**Data lines:**
◆ ◆ ◆ ◆ ◆

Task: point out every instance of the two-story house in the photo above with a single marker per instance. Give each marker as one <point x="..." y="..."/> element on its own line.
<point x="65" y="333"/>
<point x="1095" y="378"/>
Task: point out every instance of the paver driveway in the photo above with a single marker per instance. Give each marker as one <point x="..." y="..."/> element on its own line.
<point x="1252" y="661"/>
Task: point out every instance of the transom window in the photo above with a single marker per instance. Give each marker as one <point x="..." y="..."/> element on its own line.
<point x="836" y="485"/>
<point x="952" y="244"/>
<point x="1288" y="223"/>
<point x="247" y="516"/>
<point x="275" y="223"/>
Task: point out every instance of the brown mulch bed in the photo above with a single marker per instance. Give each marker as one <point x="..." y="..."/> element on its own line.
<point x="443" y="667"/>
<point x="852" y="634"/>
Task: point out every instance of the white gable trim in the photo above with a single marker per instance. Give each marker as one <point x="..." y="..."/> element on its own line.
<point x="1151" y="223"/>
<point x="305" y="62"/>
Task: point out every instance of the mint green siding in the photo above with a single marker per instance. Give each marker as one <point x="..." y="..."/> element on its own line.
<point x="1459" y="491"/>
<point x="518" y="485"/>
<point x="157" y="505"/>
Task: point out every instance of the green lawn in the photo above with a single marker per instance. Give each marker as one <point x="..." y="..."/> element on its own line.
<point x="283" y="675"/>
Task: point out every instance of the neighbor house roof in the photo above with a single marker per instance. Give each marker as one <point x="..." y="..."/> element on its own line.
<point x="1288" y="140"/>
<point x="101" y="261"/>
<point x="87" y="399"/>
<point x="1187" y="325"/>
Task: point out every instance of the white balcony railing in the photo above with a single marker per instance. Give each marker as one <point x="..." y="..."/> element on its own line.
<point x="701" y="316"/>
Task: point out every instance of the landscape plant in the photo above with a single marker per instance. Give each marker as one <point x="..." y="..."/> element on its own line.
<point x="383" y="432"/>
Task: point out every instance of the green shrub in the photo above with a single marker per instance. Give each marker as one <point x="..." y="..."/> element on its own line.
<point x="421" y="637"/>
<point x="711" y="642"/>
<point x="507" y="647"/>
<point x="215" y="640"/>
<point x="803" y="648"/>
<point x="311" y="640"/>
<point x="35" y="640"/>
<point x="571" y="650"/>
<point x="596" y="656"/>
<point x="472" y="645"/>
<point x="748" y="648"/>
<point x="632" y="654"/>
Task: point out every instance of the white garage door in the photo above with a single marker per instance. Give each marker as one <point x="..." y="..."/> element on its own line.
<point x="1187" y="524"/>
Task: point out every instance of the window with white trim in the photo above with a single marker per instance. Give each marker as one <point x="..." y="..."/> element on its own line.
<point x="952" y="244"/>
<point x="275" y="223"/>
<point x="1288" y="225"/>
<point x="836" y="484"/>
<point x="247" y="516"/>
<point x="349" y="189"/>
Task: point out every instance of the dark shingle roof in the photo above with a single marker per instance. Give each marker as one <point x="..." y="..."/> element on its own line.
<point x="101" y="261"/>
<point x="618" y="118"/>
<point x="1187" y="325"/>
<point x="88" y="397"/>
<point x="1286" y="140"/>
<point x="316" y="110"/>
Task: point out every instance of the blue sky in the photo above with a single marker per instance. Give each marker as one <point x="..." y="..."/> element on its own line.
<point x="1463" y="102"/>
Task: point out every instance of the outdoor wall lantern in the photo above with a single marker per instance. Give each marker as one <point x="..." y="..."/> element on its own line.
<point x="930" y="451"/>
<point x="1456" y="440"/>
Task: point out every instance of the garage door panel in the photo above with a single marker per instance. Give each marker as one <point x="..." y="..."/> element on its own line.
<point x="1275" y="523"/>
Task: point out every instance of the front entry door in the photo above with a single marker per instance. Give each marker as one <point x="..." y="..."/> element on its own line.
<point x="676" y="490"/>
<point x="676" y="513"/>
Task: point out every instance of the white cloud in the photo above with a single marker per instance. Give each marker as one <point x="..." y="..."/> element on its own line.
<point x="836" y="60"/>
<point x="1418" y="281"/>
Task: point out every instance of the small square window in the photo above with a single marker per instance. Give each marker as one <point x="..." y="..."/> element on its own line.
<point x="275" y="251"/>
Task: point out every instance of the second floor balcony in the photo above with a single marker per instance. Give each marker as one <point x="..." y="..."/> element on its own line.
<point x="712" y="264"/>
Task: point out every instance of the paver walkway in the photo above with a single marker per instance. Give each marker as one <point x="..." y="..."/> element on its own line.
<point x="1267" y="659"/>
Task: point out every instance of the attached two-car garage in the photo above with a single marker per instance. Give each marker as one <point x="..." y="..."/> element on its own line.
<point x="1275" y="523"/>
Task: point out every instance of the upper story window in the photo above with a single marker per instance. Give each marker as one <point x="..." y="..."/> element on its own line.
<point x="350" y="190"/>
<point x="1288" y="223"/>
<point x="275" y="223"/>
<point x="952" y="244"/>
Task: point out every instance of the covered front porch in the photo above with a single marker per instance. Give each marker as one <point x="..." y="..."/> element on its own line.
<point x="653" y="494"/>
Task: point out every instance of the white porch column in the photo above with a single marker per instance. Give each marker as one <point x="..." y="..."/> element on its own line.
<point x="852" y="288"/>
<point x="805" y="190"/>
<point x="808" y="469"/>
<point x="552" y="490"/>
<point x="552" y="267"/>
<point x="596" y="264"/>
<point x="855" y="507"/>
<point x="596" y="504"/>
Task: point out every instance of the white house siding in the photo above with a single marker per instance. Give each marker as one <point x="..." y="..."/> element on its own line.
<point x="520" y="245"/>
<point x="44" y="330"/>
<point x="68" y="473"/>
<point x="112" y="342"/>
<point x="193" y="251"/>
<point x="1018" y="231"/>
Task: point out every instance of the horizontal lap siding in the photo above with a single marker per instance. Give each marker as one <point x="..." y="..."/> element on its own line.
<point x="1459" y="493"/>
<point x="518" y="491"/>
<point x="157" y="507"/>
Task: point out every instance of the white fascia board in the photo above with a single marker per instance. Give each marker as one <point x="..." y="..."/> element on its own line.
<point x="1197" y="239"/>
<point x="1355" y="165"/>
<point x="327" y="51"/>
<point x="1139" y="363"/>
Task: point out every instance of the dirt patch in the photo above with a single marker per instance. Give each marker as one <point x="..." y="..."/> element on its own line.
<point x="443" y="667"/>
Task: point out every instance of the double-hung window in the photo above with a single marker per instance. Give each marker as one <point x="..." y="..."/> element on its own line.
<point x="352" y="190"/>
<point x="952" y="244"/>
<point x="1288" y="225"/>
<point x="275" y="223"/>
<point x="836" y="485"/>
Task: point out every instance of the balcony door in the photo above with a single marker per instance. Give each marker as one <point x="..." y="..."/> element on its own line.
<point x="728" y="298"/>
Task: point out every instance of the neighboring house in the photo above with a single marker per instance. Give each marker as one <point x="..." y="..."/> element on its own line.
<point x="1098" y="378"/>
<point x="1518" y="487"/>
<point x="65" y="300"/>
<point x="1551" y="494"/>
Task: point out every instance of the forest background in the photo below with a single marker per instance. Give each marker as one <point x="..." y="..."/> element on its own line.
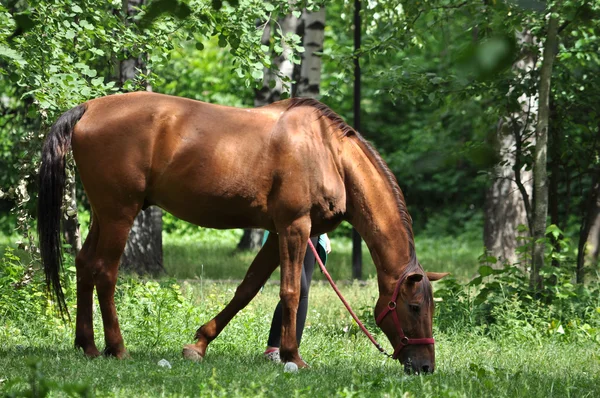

◆ ◆ ◆ ◆ ◆

State how many lines in the listing above contain the string "forest", with case counting, and give only that number.

1